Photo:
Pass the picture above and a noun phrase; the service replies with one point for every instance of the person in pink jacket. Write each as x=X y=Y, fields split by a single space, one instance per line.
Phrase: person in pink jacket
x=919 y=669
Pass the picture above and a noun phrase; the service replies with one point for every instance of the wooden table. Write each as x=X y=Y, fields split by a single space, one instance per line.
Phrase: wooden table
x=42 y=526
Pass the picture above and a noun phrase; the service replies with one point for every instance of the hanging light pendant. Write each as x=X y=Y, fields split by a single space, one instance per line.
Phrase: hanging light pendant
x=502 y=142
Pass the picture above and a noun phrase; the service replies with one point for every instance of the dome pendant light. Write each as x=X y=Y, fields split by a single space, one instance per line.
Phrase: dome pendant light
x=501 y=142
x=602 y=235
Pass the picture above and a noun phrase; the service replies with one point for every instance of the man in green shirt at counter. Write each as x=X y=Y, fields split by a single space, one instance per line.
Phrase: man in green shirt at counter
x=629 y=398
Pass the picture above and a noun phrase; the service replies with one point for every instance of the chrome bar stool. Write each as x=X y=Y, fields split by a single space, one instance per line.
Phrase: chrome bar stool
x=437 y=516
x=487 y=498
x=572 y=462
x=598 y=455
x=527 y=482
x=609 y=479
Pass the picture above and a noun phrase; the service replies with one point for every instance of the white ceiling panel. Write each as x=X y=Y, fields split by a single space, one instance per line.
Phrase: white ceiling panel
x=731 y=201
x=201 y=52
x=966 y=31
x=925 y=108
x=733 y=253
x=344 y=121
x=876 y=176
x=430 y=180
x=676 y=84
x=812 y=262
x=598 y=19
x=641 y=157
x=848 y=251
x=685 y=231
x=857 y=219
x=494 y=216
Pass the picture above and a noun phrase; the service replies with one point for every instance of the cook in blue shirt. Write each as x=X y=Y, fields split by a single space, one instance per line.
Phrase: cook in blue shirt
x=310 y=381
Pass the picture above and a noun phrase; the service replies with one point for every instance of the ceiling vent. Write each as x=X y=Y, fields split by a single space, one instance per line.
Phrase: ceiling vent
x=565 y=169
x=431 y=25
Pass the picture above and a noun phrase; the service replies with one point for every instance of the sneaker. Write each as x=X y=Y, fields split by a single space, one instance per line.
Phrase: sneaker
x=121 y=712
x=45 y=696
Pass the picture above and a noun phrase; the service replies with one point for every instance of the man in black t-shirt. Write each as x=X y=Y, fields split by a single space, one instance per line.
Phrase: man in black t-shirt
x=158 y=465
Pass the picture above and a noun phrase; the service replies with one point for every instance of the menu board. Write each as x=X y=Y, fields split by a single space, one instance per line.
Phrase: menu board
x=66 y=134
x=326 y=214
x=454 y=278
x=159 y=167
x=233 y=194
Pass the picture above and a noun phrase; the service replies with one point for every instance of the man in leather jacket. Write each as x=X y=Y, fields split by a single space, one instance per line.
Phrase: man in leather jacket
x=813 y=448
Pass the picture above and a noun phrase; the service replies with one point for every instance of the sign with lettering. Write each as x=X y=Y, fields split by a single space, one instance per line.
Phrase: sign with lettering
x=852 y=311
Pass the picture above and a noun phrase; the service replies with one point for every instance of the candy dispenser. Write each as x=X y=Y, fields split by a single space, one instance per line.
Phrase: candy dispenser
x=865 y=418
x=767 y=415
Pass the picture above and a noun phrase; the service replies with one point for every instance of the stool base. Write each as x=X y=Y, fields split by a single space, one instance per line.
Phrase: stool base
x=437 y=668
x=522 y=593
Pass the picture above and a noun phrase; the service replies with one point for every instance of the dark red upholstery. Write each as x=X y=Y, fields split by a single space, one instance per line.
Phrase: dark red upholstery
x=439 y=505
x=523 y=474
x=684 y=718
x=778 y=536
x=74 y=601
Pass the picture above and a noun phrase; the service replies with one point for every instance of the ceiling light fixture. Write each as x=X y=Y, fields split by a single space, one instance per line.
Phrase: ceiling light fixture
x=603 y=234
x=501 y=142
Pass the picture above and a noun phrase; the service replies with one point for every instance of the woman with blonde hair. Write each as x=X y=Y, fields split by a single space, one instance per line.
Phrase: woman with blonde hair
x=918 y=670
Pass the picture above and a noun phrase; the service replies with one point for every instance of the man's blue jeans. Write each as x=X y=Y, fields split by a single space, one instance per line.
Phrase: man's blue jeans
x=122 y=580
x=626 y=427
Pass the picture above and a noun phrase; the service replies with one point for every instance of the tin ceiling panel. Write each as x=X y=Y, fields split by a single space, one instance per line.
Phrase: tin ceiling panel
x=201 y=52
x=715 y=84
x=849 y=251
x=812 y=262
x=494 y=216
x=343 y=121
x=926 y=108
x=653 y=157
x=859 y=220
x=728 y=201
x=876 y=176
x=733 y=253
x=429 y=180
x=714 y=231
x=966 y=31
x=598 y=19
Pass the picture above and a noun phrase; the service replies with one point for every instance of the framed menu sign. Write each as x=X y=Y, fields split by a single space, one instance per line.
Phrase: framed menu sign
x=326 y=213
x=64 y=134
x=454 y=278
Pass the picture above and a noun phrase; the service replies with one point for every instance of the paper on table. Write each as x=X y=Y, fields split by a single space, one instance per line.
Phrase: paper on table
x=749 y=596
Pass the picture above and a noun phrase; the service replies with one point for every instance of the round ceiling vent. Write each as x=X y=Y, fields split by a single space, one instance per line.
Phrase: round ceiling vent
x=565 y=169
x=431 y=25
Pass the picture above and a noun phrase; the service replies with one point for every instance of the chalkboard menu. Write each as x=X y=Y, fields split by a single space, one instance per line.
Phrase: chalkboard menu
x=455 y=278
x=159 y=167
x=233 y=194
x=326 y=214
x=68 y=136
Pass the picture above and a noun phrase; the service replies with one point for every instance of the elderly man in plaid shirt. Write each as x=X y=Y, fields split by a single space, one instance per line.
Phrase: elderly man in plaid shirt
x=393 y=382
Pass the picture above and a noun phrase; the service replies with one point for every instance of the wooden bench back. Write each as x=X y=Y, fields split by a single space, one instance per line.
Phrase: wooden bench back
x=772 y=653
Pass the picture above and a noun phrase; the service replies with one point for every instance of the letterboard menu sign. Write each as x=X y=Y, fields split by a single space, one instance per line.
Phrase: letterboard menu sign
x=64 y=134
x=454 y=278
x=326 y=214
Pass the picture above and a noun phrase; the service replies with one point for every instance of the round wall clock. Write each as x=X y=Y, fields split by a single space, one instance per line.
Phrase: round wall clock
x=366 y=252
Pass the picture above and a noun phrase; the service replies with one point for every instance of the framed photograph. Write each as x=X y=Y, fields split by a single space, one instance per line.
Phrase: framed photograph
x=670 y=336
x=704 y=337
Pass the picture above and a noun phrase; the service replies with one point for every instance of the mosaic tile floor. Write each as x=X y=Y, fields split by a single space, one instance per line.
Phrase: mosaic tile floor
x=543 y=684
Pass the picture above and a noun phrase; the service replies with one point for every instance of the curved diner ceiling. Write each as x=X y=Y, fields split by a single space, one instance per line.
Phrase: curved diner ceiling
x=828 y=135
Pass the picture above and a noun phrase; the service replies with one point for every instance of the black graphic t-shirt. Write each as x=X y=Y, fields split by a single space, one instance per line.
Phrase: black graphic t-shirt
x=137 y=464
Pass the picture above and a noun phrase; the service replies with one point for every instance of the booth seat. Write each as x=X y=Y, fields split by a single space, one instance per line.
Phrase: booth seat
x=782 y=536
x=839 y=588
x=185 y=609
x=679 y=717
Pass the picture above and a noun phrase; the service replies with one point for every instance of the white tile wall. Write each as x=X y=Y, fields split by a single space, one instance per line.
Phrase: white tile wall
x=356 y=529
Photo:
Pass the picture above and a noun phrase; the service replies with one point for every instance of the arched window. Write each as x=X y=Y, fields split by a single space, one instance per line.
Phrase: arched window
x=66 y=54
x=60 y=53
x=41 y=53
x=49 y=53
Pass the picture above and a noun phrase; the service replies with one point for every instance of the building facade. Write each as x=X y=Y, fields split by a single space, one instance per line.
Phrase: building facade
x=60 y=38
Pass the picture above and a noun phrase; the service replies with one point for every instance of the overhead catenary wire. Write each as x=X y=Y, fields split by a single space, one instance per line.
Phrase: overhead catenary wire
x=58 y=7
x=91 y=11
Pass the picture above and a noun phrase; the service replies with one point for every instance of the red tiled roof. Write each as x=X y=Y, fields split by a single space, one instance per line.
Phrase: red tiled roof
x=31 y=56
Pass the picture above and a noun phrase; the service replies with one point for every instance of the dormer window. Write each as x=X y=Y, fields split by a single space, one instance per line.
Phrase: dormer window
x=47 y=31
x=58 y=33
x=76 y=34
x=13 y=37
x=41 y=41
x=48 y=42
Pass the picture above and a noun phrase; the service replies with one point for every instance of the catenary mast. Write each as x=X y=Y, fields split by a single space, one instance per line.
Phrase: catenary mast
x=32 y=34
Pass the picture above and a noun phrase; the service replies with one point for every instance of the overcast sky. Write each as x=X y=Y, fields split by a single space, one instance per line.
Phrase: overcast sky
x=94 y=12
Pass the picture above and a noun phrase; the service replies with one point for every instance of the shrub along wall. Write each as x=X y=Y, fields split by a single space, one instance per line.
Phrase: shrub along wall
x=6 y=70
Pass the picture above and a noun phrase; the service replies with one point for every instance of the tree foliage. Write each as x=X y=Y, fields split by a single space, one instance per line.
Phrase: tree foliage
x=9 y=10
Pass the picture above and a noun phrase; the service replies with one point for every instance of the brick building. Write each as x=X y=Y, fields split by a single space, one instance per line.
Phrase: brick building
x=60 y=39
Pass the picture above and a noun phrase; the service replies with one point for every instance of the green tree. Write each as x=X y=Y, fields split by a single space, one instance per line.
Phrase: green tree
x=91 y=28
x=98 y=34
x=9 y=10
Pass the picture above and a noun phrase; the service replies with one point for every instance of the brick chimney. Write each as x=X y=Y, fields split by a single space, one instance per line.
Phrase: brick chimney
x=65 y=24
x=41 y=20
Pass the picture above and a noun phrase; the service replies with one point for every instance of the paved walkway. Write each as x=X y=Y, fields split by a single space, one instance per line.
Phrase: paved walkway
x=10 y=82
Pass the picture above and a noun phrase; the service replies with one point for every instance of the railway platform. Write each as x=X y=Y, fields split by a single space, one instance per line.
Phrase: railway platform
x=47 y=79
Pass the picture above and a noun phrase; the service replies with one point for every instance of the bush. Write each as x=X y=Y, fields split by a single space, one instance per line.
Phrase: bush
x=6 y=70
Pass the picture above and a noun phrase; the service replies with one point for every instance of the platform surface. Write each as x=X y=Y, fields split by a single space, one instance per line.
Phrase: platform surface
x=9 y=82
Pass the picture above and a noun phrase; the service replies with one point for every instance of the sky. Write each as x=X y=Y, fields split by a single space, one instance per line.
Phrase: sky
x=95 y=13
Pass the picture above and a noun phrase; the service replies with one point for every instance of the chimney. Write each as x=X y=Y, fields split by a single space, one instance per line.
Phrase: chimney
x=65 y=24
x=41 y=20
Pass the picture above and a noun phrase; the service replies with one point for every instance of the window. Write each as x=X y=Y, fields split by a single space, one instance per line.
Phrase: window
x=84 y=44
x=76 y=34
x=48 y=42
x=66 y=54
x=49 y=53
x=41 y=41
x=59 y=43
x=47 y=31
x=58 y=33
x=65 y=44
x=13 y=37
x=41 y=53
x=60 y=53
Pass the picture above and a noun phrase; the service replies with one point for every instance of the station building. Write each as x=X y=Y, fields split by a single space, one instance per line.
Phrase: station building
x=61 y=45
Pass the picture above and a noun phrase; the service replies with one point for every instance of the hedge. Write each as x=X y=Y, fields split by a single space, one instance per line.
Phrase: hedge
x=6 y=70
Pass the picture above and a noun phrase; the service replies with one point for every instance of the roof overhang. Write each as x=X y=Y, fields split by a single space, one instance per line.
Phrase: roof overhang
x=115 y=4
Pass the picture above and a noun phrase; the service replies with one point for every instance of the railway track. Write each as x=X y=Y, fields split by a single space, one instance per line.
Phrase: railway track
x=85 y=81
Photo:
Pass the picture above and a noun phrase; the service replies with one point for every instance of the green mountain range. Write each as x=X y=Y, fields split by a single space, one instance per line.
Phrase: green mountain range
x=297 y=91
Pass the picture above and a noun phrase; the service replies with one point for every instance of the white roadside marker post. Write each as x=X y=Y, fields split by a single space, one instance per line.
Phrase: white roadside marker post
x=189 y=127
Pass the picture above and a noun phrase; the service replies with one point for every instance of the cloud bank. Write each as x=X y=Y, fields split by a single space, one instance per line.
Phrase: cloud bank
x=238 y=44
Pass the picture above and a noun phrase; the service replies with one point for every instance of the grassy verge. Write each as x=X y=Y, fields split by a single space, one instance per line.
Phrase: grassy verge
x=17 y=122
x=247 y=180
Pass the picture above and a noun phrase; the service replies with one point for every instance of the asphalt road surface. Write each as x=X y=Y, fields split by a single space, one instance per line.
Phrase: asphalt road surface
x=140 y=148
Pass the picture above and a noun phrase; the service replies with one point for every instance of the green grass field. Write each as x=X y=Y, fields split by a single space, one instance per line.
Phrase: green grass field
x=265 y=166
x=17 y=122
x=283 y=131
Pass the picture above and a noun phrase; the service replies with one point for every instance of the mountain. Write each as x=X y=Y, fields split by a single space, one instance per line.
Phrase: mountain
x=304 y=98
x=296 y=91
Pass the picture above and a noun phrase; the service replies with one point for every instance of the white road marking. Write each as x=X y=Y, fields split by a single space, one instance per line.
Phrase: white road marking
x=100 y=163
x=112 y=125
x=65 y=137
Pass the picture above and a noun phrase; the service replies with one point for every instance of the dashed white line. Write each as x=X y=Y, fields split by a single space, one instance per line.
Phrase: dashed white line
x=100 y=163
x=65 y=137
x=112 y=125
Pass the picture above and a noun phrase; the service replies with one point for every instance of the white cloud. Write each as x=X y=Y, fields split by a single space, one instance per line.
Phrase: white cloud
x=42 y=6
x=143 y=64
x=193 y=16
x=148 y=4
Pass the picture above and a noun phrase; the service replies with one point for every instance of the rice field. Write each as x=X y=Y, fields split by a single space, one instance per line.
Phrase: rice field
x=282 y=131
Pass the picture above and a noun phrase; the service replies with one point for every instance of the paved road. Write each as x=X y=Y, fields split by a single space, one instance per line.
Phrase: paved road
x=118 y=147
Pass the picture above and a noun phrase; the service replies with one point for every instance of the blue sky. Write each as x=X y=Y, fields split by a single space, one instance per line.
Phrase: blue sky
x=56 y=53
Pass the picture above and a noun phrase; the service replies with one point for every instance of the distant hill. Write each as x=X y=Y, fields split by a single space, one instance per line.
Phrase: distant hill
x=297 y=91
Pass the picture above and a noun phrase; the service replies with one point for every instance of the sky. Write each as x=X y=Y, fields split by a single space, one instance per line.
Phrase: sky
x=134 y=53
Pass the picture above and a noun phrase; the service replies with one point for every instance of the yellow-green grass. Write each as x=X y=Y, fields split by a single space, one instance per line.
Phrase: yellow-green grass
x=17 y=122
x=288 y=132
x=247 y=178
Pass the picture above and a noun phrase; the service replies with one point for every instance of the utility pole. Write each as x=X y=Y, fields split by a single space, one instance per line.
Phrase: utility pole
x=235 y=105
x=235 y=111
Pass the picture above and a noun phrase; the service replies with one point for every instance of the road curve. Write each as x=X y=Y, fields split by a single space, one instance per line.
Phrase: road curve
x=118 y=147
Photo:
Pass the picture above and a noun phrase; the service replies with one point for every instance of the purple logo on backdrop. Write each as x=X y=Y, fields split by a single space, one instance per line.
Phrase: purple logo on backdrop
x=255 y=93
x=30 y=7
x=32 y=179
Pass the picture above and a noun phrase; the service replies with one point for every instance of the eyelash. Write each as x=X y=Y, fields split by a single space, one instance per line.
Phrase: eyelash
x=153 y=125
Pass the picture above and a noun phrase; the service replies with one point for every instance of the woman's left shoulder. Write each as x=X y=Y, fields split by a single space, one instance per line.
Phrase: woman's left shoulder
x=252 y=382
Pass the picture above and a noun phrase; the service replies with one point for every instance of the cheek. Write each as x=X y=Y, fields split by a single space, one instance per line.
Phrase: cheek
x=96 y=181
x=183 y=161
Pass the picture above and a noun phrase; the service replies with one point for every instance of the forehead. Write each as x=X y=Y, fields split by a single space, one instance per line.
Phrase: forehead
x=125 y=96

__ASSIGNMENT__
Only one stretch of the records above is wanted: the lines between the one holding "Phrase: paved walkway" and the one holding "of the roof", inclusive, reproduced exactly.

__RESPONSE TO THIS EXERCISE__
Phrase: paved walkway
x=10 y=82
Pass the picture above and a noun phrase; the service replies with one point for every instance of the railway platform. Write each as x=X y=Y, fields split by a single space, one instance per line.
Phrase: railway platform
x=47 y=79
Pass the picture above and a noun phrase; the service replies with one point for every instance of the bush. Write each as x=X y=Y, fields split by a single space, one instance per line.
Phrase: bush
x=6 y=70
Pass the picture above and a noun phrase; the service replies with one point for every instance of the platform surface. Write each as x=X y=Y, fields split by a single space, one instance per line.
Phrase: platform surface
x=9 y=82
Pass the picture above and a noun phrase; the service replies with one point for every instance of the sky. Write each as x=X y=Y, fields split by a single space, one instance per line.
Phrase: sky
x=95 y=13
Pass the picture above and a noun phrase; the service replies with one point for every instance of the chimney. Write each as x=X y=Y, fields split by a single space, one instance per line.
Phrase: chimney
x=65 y=24
x=41 y=20
Pass the picture above and a noun phrase; the service replies with one point for every instance of the window. Write each as x=X y=Y, fields split by a single space, one instance per line.
Phrase: window
x=84 y=44
x=76 y=34
x=48 y=42
x=66 y=54
x=49 y=53
x=41 y=41
x=59 y=43
x=47 y=31
x=58 y=33
x=65 y=44
x=13 y=37
x=41 y=53
x=60 y=53
Pass the picture above and a noun phrase; the service replies with one point for every instance of the station building. Write each as x=X y=Y, fields split by a single space, one instance per line.
Phrase: station building
x=61 y=45
Pass the picture above and a noun phrase; the service replies with one point for every instance of the hedge. Write each as x=X y=Y, fields split by a single space, one instance per line.
Phrase: hedge
x=6 y=70
Pass the picture above and a noun phrase; the service replies with one point for every instance of the roof overhang. Write each as x=X y=Y, fields split by a single space, one instance per line.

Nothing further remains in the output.